* Task details: Type the records that follow again exactly as written, but drop the pictures.
%%
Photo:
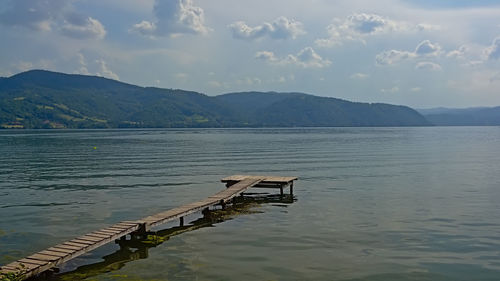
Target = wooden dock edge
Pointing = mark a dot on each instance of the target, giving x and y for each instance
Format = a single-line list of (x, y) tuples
[(59, 254)]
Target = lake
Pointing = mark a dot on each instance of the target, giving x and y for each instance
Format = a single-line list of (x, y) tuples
[(370, 204)]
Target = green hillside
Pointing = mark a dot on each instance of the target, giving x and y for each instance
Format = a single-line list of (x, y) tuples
[(44, 99)]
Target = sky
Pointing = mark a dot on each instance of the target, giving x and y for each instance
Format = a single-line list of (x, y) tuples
[(419, 53)]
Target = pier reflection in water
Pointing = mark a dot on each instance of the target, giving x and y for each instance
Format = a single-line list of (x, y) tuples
[(136, 247)]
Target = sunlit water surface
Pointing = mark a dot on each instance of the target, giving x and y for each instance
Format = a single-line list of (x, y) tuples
[(371, 203)]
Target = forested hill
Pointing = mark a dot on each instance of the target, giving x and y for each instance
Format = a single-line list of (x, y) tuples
[(44, 99)]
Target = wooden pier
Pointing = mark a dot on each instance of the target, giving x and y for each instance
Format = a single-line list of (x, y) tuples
[(61, 253)]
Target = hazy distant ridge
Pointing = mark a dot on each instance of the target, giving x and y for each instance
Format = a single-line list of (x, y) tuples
[(474, 116), (43, 99)]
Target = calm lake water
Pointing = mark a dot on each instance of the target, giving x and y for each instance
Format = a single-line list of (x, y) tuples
[(371, 203)]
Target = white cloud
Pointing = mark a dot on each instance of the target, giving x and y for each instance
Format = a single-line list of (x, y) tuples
[(493, 52), (428, 27), (495, 77), (77, 26), (458, 53), (250, 81), (424, 49), (359, 76), (427, 65), (392, 90), (174, 17), (280, 28), (358, 26), (306, 58), (43, 15), (181, 77), (427, 48), (393, 57), (34, 14)]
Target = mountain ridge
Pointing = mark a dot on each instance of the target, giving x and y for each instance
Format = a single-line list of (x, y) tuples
[(45, 99)]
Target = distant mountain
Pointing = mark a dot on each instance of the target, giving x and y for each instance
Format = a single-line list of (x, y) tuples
[(44, 99), (297, 109), (474, 116)]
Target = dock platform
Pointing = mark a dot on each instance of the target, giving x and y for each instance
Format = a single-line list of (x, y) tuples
[(54, 256)]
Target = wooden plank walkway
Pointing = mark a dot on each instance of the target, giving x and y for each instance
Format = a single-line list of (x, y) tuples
[(59, 254)]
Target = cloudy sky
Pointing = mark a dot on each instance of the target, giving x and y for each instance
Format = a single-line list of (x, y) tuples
[(421, 53)]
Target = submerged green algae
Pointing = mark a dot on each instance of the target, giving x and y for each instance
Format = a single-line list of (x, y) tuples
[(137, 247)]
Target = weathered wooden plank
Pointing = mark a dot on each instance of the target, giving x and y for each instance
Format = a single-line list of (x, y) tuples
[(64, 251), (44, 257), (61, 253), (52, 253), (121, 230), (32, 261), (67, 247), (79, 245), (90, 238), (78, 241), (107, 232), (93, 234), (20, 266)]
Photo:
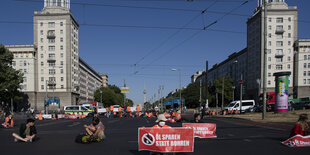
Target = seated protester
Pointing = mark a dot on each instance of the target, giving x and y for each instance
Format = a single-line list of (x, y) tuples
[(9, 122), (95, 130), (161, 122), (301, 126), (197, 118), (27, 132)]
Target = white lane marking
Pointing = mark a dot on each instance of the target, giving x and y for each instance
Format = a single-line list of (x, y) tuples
[(247, 140), (74, 124)]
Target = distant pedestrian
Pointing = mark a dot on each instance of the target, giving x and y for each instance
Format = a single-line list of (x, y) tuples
[(161, 122), (301, 126), (27, 132)]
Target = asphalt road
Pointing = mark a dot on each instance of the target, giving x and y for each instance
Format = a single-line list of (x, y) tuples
[(233, 137)]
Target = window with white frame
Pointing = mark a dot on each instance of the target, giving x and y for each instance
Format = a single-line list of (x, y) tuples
[(279, 59), (279, 20), (278, 67), (51, 24), (279, 36), (279, 43), (51, 71), (51, 48)]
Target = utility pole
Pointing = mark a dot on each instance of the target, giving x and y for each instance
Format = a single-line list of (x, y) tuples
[(241, 84), (217, 100), (222, 106), (124, 93), (207, 89), (200, 93), (265, 60)]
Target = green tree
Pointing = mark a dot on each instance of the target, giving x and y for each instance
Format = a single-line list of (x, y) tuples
[(10, 78), (111, 95)]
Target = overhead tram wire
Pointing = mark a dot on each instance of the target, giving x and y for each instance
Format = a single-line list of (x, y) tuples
[(172, 35), (159, 8), (196, 33)]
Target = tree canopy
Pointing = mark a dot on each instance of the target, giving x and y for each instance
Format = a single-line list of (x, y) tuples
[(10, 78)]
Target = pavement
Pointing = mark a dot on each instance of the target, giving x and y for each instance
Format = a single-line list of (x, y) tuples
[(234, 136)]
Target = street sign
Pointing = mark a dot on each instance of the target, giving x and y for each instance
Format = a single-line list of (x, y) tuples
[(125, 90)]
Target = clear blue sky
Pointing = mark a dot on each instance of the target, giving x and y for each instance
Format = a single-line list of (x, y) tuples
[(115, 50)]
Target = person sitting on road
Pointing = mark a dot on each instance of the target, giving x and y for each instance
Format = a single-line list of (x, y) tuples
[(9, 122), (27, 132), (96, 129), (161, 122), (301, 126), (197, 118)]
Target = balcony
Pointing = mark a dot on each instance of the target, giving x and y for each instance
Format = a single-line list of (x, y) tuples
[(279, 54), (51, 59), (279, 31), (51, 35), (51, 83)]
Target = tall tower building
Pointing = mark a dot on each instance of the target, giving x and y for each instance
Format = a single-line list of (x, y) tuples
[(56, 36), (281, 35)]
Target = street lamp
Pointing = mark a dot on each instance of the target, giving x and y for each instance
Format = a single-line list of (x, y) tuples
[(173, 69)]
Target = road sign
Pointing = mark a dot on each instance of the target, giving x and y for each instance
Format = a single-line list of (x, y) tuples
%%
* Task response:
Photo:
Target = wooden dock edge
Pointing = mark a dot on each instance of the target, giving x and y for each instance
Format = a single-line list of (x, y) tuples
[(59, 254)]
Target = lake
Pointing = mark a dot on each instance of the target, giving x and y for each instance
Format = a single-line list of (x, y) tuples
[(370, 204)]
Target = green hillside
Pointing = mark a dot on each instance of the target, giving x and y for each instance
Format = a single-line list of (x, y) tuples
[(44, 99)]
Target = sky
Pointing = mark a dot on each instance of the target, giving x and y for each instance
Format = a single-line list of (x, y) tuples
[(419, 53)]
Target = pier reflection in water
Pointing = mark a dot on each instance of the target, giving x and y for each instance
Format = a single-line list of (x, y) tuples
[(136, 247)]
Target = sunlit water surface
Pointing = mark a dot on each instance of the target, giving x and y for each instance
Format = a single-line list of (x, y) tuples
[(371, 203)]
Target = forested hill
Pointing = mark a dot on each instance of the target, giving x and y for each instance
Format = a single-line list of (x, y) tuples
[(44, 99)]
Target = wooden pier
Pointing = mark a dot on each instance of the target, giving x and y for each instance
Format = a single-line list of (x, y) tuples
[(61, 253)]
Target = hazy distant ridge
Pointing = mark a dot on each instance of the target, giving x and y for each instance
Format = a single-line list of (x, y) tuples
[(474, 116), (43, 99)]
Target = calm lake water
Pointing = mark a dot on each instance of the target, giving x and y for each instance
Format = a single-line list of (x, y) tuples
[(371, 203)]
Target = white cloud
Pointing = mark a dot on each instance of the target, giving x and y for each instance
Format = a single-line list of (x, y) tuples
[(493, 52), (428, 27), (495, 77), (77, 26), (458, 53), (250, 81), (424, 49), (359, 76), (427, 65), (392, 90), (174, 17), (280, 28), (358, 26), (306, 58), (43, 15), (181, 77), (427, 48), (393, 57), (34, 14)]
Target = mountain ridge
Pointing = mark a dot on each instance of the target, giving x and y for each instance
Format = a single-line list of (x, y) tuples
[(45, 99)]
Target = distant mountain
Pointing = mark a dot on each instance of the target, giving x and y for each instance
Format = a single-line list of (x, y) tuples
[(44, 99), (297, 109), (474, 116)]
Target = dock platform
Pointing = mark a dot on each instance of the target, giving x and y for each instance
Format = a single-line list of (x, y) tuples
[(54, 256)]
Target = wooden plank walkway
Pointing = mark a dot on each instance of the target, giving x and y for each instance
Format = a single-line list of (x, y) tuples
[(59, 254)]
Target = cloudy sky
Pointing = mark a dot on each instance of the target, giving x and y for each instance
Format = a single-line list of (x, y) tuples
[(421, 53)]
Target = submerged green algae
Pointing = mark a dot on each instance of the target, giving x and y for each instance
Format = a single-line list of (x, y) tuples
[(137, 247)]
Target = weathered wooden plank
Pointing = mark a dot on each instance of the target, giving x and y for each instance
Format = a single-line list of (x, y) tuples
[(64, 251), (44, 257), (61, 253), (52, 253), (121, 230), (32, 261), (67, 247), (79, 245), (90, 238), (78, 241), (107, 232), (93, 234), (20, 266)]
Photo:
Target = seated protester
Pointing = mark a dot on each instance of the target, giving x and y for each instance
Format = a single-line list of (x, y) tuples
[(9, 122), (95, 130), (161, 122), (301, 126), (197, 118), (27, 132)]
Target = white lane marking
Pointing = mark a dot on each instance of the target, giving x and y for each instance
Format = a single-line list of (x, y) tuples
[(247, 140), (74, 124)]
Target = distant pedestrian
Pointing = mark a dot on each instance of the target, giving x and y for each instance
Format = a single-line list of (x, y) tuples
[(161, 122), (301, 126), (27, 132)]
Target = asphalt road
Pointing = mark a dot on each instance of the target, giving x and y for each instance
Format = a single-line list of (x, y) tuples
[(233, 137)]
Target = window with white frame
Pointing = mark a dot on each instance of the target, giving x and y for each instance
Format = a single-line list of (x, y) tuples
[(279, 59), (279, 20), (278, 67), (51, 24), (279, 36), (279, 43), (51, 71), (51, 48)]
Target = utility pole
Pointing = mark a dot on each instance of the target, giving x and y for each instance
Format = a single-line list of (x, y) tuples
[(241, 84), (217, 100), (222, 106), (124, 93), (207, 89), (200, 93), (265, 60)]
Target = green tree
Pointing = mark a dot on each instance of the target, giving x and y for each instance
Format = a single-line list of (x, y) tuples
[(10, 78), (111, 95)]
Target = overhead tram wire
Pointing = mark a dot on each instance of the target, giving x and y for each instance
Format = a single-line list of (x, y) tuples
[(172, 35), (159, 8), (196, 33)]
Target = tree canopy
Pointing = mark a dot on each instance of the target, giving x and y for each instance
Format = a single-line list of (x, y) tuples
[(10, 78)]
Target = pavement
Pointing = mark a dot on each instance of the target, giving x and y for each instance
Format = a single-line list of (x, y) tuples
[(234, 136)]
Target = street sign
Pointing = mark a dot on each instance of the target, giving x and y for each instance
Format = a single-line list of (x, y) tuples
[(125, 90)]
Target = clear blue sky
Pointing = mark a dot on each instance of the target, giving x and y for each instance
Format = a single-line list of (x, y) tuples
[(115, 50)]
Target = person sitting on road
Pointing = mark a dot on each instance of the target, giving x and y for each instance
Format = a single-line list of (x, y) tuples
[(9, 122), (27, 132), (96, 129), (161, 122), (301, 126), (197, 118)]
Target = balcony
Pointing = mark a dot on each instance of the target, giving x and y for each instance
Format = a single-line list of (x, y) tuples
[(279, 54), (51, 59), (279, 31), (51, 35), (51, 83)]
Target = tall tower building
Pointing = mark a dot on each instance of the target, giving x and y for each instance
Format = a single-line list of (x, y) tuples
[(56, 36), (281, 35)]
Target = street lamp
Pointing = mark a dot on each instance of the target, giving x and y for each instance
Format = a single-line list of (x, y) tuples
[(173, 69)]
Target = road sign
Pointing = mark a dot on each instance of the target, giving x and y for each instance
Format = a single-line list of (x, y) tuples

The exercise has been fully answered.